REQUIRED ACTION →
Extend the USDA announcement about the HPAI regionalization agreement with South Korea, picking up after its final paragraph.

EXERCISE PASSAGE →

Segment Open

USDA Announces Regionalization Agreement with South Korea to Help Protect U.S. Trade During HPAI Detections
WASHINGTON, March 15, 2018 – The United States Department of Agriculture (USDA) today announced an agreement with the government of South Korea that significantly reduces negative impacts on trade should another detection of highly pathogenic avian influenza (HPAI) occur in the United States. The agreement will allow for trade restrictions at the state level instead of the country level during any future HPAI detections.
This action bolsters the already strong trade relationship between the United States and South Korea and will prevent a repeat of trade actions taken in 2015 when all U.S. poultry, poultry products and eggs were banned as a result of a detection of HPAI.
“Limiting trade restrictions during future HPAI detections to only those states with positive detections will help keep trade flowing,” said Greg Ibach, USDA Under Secretary for Marketing and Regulatory Programs. “The new science-based agreement will allow unaffected U.S. producers to keep poultry, poultry products and eggs going to South Korea. This helps us meet Secretary Perdue’s vision of doing right and feeding the world.”

Segment Closed

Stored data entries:
Segment Open

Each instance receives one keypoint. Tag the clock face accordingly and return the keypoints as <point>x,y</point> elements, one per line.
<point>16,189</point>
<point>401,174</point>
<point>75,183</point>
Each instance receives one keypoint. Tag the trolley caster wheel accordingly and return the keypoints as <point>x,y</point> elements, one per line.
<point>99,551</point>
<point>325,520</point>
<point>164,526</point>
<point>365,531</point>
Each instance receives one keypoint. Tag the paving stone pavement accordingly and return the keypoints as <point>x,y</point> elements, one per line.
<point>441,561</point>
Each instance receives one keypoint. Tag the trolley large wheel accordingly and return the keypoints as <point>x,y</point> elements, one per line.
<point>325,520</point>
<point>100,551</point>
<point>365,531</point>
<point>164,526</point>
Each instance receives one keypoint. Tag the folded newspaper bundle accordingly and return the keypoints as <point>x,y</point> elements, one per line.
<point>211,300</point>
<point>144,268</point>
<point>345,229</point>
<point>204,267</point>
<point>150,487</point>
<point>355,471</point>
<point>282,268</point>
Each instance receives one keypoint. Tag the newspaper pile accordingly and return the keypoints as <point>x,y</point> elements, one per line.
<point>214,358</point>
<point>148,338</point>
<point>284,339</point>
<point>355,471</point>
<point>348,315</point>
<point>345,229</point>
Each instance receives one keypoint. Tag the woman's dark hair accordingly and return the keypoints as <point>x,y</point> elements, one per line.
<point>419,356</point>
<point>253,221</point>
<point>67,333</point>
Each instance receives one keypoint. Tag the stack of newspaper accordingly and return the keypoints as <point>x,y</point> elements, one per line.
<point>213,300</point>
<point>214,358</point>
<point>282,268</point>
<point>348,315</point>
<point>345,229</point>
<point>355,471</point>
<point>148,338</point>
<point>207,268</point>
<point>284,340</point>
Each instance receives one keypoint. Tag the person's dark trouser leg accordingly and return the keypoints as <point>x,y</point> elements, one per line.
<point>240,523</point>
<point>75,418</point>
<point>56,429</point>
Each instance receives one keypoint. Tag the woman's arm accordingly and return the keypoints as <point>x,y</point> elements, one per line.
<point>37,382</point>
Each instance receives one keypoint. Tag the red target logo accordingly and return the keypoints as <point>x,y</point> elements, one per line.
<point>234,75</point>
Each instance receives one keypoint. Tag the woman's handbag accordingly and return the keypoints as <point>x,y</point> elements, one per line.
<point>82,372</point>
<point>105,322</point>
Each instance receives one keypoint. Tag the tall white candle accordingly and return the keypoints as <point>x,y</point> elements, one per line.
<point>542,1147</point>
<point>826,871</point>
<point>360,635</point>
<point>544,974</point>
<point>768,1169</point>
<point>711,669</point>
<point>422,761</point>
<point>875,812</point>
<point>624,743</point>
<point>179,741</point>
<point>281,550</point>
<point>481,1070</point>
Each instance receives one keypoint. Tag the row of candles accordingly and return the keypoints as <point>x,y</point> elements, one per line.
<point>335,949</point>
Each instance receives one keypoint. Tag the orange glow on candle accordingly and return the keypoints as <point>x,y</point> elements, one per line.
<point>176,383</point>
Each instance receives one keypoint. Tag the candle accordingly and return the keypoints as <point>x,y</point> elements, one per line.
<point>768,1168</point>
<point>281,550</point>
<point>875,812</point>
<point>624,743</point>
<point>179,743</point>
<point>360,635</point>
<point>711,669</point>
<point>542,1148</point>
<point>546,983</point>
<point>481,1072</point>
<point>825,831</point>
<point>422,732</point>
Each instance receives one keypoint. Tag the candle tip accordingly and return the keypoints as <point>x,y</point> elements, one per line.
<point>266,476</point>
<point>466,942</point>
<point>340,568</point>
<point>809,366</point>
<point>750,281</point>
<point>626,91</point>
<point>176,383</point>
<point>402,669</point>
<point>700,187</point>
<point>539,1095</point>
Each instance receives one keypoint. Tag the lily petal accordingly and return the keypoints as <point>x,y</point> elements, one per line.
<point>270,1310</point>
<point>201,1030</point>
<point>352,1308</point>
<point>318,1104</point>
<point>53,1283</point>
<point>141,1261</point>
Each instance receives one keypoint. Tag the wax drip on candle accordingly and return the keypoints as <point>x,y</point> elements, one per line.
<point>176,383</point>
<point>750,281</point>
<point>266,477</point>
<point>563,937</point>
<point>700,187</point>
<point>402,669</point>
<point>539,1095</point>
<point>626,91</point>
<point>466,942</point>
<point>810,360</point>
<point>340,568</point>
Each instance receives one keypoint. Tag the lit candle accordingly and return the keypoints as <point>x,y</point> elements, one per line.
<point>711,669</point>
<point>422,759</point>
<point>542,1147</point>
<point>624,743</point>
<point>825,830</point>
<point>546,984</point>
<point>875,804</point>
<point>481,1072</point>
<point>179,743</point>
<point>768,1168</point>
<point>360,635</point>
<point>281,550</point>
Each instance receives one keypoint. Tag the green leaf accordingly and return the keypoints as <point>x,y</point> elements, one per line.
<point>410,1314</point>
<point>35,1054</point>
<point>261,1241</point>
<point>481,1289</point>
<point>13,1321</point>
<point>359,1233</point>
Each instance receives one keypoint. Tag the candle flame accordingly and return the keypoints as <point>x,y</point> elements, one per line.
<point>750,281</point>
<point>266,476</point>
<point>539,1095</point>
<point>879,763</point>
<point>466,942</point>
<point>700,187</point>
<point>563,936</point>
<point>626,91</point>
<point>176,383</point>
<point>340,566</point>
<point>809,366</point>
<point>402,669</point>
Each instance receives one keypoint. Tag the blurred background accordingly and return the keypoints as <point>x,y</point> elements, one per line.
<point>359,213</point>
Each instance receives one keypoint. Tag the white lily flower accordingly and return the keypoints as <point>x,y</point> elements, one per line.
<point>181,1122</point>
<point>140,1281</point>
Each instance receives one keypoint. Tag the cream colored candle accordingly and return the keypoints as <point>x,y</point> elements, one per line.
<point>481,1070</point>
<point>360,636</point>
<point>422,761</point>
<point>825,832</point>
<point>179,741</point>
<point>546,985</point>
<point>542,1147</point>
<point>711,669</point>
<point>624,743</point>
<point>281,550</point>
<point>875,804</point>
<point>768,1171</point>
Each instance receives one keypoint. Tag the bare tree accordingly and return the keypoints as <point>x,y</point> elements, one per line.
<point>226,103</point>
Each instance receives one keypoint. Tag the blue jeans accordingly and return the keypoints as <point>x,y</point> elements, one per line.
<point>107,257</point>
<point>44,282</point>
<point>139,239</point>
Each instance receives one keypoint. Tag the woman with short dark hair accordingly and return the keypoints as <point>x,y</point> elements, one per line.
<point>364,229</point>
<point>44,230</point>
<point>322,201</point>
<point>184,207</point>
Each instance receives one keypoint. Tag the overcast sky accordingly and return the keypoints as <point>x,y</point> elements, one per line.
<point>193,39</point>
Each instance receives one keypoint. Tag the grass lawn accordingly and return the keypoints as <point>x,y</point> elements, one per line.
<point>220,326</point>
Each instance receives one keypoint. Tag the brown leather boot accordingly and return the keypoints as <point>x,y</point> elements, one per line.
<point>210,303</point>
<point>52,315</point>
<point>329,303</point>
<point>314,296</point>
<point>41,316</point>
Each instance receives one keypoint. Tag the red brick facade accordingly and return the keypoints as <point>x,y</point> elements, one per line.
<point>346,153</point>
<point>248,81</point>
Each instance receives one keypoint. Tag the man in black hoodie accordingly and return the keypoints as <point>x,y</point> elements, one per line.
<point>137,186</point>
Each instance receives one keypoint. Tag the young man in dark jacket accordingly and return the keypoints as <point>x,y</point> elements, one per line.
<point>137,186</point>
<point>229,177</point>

Segment Closed

RESULT →
“Trade is critical for the health of American agriculture, and to support vibrant rural economies. Keeping markets open to exports of U.S. poultry is an important part of that story,” said USDA Under Secretary for Trade and Foreign Agricultural Affairs Ted McKinney. “This success with South Korea, a top ten market already for poultry products, means we will continue to grow exports to a critical market.”
USDA plays a vital role in ensuring the free flow of agricultural trade by certifying that the millions of U.S. agricultural and food products shipped to markets abroad meet the importing countries' entry requirements. USDA also keeps export markets open for American agricultural products by addressing concerns about plant and animal health raised by U.S. trading partners. Under the new agreement, if there is an HPAI detection in the United States, unaffected states would continue to trade with South Korea.